## Page
Showing posts with label ellen datlow. Show all posts
Showing posts with label ellen datlow. Show all posts

Wednesday, January 25, 2017

Haunted Legends (2010) edited by Ellen Datlow and Nick Mamatas

Haunted Legends (2010) edited by Ellen Datlow and Nick Mamatas, containing the following stories:

Knickerbocker Holiday by Richard Bowes
That Girl by Kaaron Warren
Akbar by Kit Reed 
The Spring Heel by Steven Pirie
As Red as Red by CaitlĂ­n R. Kiernan 
Tin Cans by Ekaterina Sedia
Shoebox Train Wreck by John Mantooth
Fifteen Panels Depicting the Sadness of the Baku and the Jotai by Catherynne M. Valente
La Llorona by Carolyn Turgeon
Face Like a Monkey by Carrie Laben 
Down Atsion Road by Jeffrey Ford
Return to Mariabronn by Gary A. Braunbeck
Following Double-Face Woman by Erzebet YellowBoy
Oaks Park by M. K. Hobson
For Those in Peril on the Sea by Stephen Dedman
The Foxes by Lily Hoang
The Redfield Girls by Laird Barron
Between Heaven and Hull by Pat Cadigan
Chucky Comes to Liverpool by Ramsey Campbell
The Folding Man by Joe R. Lansdale 


An interesting idea for an anthology -- writers riff on personal, local, urban or even culture-wide legends -- yields mixed results. Many of the stories float away on New Weird tropes that include lack of closure, excessive cuteness, and excessive (indeed, obsessively so) obscurity. The best stories here offer up their legends, no matter how odd or obscure, straightforwardly. Some of the less successful stories remind one of Henry James' old dictum -- "Write a dream, lose a reader."

## Raw data
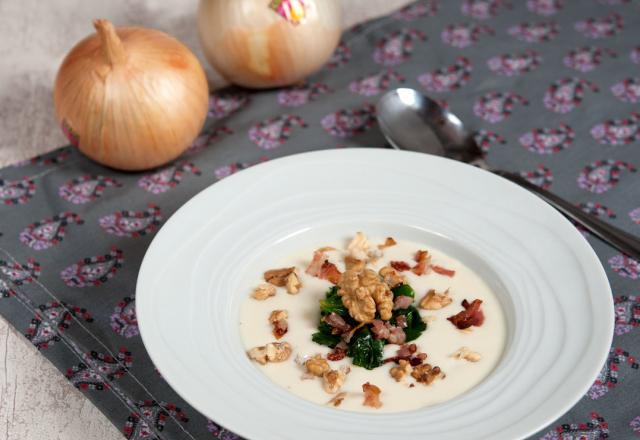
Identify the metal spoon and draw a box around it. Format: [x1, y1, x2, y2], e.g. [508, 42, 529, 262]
[377, 88, 640, 261]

## Written exercise
The Haunted Legends post describes the anthology's idea as writers riffing on legends of several kinds. List every kind of legend it names.

## The completed task
Personal, local, urban, and culture-wide legends.